Emirates renforce sa présence en Afrique avec une série d’initiatives stratégiques. Depuis le 27 octobre 2024, la compagnie aérienne a lancé un service quotidien entre Dubaï et Entebbe, augmentant ainsi sa capacité de 718 sièges par semaine.
Depuis le 27 octobre, Emirates accélère sur la ligne Dubaï-Entebbe. Fini les cinq vols par semaine : place à un service quotidien, opéré par un Boeing 777-300ER. À la clé, 718 sièges supplémentaires chaque semaine entre les deux villes. Mais l’enjeu va bien au-delà : ce renforcement connecte l’Ouganda à des destinations phares via Dubaï, comme le Canada, les États-Unis, l’Inde ou le Royaume-Uni. Une stratégie claire pour capter une demande toujours plus forte sur cette route clé. Et ce n’est qu’un début.
Dès janvier 2025, Emirates intensifiera ses opérations sur le continent africain. La compagnie aérienne, basée à Dubaï, introduira un vol quotidien supplémentaire vers Addis-Abeba, suivi d’un quatrième vol quotidien vers Johannesburg dès mars. Avec ces nouvelles fréquences, Emirates assurera 161 vols hebdomadaires entre Dubaï et ses destinations africaines, continent que le géant de l’aviation a desservi
Avec une présence directe dans 22 destinations africaines et un chiffre d’affaires de 2,5 milliards de dollars en 2023-2024 , en hausse de 7,6 % par rapport à l’année précédente, Emirates fait de l’Afrique qui représente 7,7 % du chiffre d’affaires global de la compagnie, un pilier clé de sa stratégie mondiale.
Malgré les défis opérationnels sur le continent, Emirates continue d’investir dans un marché en pleine mutation, où l’urbanisation, l’expansion de la classe moyenne et l’intensification des échanges commerciaux génèrent une demande croissante pour des solutions de transport aérien fiables.
- - - - -
_Objectif:_
Reprenez mot pour mot le passage de l'article sur Emirates en Afrique, en partant de « Dès janvier 2025, Emirates » et en allant jusqu'à « sa stratégie mondiale. ». Les enregistrements qui suivent ne jouent aucun rôle ici.

_Données fournies:_
- - - - -
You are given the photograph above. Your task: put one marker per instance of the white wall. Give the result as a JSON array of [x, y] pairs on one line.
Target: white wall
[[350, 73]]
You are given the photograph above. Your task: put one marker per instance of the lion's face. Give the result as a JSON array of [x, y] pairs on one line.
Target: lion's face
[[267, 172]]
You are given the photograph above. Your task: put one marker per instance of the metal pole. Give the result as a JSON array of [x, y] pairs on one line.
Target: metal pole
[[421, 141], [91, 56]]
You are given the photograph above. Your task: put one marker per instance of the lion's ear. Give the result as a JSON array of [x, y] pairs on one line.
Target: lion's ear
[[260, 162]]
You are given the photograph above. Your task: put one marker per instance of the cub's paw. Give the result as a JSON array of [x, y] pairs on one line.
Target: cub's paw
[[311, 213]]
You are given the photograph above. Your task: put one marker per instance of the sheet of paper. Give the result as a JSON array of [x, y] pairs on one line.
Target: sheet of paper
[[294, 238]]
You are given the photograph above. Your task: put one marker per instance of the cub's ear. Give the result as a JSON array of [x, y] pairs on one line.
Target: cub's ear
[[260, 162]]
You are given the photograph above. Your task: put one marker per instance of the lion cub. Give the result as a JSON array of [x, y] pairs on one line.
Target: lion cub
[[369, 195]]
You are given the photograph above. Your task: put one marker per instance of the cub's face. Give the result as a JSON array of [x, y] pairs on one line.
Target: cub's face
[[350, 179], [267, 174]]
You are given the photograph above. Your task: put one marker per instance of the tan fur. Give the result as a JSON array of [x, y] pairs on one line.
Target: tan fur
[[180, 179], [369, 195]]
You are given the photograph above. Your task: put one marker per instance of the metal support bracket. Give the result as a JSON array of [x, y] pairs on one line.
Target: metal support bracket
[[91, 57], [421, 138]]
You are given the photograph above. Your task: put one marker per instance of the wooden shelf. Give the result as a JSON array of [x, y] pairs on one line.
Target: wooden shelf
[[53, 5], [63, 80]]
- - - - -
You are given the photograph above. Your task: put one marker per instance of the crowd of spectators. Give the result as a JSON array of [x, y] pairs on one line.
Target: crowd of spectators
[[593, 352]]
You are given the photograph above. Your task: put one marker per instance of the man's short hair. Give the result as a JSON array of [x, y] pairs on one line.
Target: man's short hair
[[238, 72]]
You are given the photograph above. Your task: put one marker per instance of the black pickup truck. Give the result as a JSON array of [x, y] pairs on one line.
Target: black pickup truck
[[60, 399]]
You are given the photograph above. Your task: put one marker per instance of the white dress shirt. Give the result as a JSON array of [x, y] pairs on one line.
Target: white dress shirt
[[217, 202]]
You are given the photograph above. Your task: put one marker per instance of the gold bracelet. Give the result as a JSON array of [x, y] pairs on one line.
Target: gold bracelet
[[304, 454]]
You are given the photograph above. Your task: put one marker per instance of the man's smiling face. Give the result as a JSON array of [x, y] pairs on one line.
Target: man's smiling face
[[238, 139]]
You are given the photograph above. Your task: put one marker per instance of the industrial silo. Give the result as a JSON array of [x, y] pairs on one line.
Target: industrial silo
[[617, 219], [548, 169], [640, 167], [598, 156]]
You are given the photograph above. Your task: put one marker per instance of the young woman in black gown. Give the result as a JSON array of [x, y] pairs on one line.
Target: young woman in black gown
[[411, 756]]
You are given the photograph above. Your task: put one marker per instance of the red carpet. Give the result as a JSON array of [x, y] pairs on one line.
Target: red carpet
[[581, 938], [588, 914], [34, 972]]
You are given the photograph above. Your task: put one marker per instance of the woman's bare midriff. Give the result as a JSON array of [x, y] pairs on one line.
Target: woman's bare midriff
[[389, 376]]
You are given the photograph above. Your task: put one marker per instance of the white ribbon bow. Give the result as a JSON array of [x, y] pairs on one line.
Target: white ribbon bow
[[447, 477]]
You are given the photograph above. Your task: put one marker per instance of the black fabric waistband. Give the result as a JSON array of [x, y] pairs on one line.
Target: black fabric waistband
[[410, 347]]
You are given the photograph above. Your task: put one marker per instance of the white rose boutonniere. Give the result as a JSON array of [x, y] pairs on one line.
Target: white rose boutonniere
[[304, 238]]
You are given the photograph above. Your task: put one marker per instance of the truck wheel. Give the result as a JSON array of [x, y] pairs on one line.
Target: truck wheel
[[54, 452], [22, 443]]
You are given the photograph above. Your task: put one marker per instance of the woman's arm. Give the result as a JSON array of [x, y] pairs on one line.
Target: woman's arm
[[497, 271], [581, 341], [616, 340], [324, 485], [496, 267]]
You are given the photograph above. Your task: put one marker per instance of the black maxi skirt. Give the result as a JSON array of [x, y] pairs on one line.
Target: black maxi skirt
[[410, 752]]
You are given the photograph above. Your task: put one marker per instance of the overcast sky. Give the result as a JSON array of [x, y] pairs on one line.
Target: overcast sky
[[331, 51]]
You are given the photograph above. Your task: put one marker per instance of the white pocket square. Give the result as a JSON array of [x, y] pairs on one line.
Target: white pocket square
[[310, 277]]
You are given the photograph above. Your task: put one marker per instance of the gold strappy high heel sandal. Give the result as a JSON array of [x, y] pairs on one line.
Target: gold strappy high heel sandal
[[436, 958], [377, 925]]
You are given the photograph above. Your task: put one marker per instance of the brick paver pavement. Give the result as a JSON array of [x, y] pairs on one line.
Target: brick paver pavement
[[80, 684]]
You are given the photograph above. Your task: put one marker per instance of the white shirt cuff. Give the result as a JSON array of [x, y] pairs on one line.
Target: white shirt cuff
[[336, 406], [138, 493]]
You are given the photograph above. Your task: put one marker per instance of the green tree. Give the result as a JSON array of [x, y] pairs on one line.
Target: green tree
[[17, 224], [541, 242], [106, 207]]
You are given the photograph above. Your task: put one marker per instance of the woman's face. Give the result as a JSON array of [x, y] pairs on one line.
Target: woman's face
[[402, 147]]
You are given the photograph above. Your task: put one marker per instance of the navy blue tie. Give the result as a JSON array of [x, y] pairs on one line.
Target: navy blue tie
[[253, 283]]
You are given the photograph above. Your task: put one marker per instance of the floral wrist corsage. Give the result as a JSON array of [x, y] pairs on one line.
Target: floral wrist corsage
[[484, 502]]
- - - - -
_Réponse attendue:_
Dès janvier 2025, Emirates intensifiera ses opérations sur le continent africain. La compagnie aérienne, basée à Dubaï, introduira un vol quotidien supplémentaire vers Addis-Abeba, suivi d’un quatrième vol quotidien vers Johannesburg dès mars. Avec ces nouvelles fréquences, Emirates assurera 161 vols hebdomadaires entre Dubaï et ses destinations africaines, continent que le géant de l’aviation a desservi
Avec une présence directe dans 22 destinations africaines et un chiffre d’affaires de 2,5 milliards de dollars en 2023-2024 , en hausse de 7,6 % par rapport à l’année précédente, Emirates fait de l’Afrique qui représente 7,7 % du chiffre d’affaires global de la compagnie, un pilier clé de sa stratégie mondiale.